### Material to process

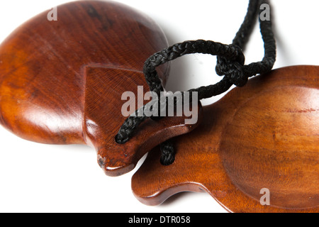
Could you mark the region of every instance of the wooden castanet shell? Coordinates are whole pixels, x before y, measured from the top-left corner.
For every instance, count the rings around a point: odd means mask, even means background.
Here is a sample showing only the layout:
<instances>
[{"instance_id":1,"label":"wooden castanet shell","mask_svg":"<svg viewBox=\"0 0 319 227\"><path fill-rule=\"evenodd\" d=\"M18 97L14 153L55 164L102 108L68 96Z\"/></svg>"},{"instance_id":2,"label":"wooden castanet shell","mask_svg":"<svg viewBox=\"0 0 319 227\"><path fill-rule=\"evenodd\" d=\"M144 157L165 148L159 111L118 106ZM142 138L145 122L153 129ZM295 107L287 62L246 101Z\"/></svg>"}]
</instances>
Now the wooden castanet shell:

######
### Material to process

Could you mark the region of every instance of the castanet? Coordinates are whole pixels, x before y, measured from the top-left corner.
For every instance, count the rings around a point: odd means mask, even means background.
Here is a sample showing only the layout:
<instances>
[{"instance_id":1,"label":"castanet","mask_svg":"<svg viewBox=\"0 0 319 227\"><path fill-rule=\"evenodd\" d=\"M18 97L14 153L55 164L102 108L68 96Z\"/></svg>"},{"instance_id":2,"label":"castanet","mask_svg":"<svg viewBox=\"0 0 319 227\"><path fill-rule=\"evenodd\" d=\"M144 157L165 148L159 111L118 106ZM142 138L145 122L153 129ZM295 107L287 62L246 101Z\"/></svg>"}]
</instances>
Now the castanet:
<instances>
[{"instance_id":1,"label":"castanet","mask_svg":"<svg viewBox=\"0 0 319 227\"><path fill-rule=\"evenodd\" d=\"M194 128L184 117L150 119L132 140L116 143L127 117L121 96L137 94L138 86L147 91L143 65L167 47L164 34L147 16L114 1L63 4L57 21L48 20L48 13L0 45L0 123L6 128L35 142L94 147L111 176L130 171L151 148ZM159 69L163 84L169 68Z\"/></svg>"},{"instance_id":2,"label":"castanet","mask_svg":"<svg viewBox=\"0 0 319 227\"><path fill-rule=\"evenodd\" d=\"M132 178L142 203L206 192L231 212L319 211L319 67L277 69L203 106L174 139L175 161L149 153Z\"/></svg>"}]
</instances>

######
### Material to process

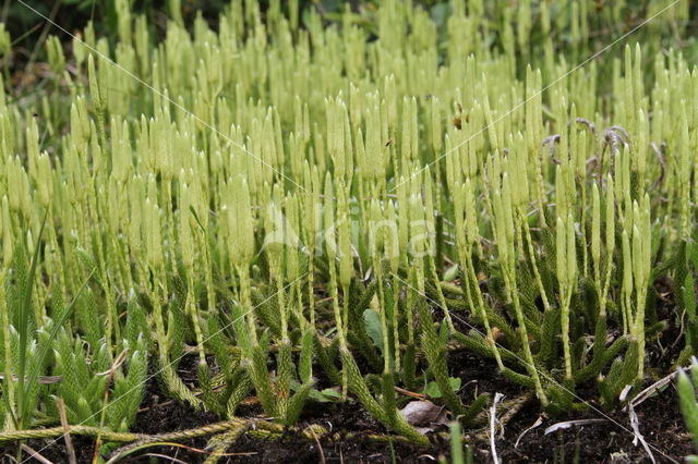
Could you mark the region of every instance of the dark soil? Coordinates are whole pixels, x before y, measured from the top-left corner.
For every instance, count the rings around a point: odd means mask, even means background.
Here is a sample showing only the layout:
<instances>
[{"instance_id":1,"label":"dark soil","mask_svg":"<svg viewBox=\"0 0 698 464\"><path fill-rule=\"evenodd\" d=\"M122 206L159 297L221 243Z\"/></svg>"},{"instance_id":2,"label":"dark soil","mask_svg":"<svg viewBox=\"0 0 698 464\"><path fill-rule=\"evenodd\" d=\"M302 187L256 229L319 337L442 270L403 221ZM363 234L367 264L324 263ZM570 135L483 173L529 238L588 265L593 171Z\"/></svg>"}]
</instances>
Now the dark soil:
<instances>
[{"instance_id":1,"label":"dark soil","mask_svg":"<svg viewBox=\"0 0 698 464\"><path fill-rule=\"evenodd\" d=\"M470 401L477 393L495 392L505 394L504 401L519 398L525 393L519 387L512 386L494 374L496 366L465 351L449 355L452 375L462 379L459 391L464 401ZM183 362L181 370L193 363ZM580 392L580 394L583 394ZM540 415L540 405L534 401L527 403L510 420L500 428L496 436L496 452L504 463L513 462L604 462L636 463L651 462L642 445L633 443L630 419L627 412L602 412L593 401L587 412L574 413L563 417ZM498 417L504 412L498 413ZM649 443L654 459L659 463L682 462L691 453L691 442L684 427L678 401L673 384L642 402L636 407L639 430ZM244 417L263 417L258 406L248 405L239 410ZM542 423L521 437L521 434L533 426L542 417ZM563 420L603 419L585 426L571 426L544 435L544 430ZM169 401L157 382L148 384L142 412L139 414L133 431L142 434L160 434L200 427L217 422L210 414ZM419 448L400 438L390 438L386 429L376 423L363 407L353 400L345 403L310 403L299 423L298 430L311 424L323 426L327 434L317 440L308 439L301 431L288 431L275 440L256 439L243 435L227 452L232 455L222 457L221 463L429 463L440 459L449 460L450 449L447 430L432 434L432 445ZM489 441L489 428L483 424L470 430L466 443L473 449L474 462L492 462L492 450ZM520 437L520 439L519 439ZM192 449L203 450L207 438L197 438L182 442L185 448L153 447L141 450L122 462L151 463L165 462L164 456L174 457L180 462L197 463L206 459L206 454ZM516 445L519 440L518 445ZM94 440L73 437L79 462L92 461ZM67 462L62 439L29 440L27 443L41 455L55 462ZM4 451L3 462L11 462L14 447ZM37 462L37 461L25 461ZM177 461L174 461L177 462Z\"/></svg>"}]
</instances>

######

**Your instructions**
Locate each line in the material above that contains the string "measured" and copy those lines in full.

**Result**
Could you mark the region of every instance of the wooden castanet shell? Coordinates are whole pixels, x before y, measured from the top-left corner.
Could you mark the region of every instance of the castanet? Coordinates are whole pixels, x before y, measured from the top-left corner.
Could you mark the region of every instance of the dark soil? Coordinates are whole pixels, x before y, measured from the top-left corner.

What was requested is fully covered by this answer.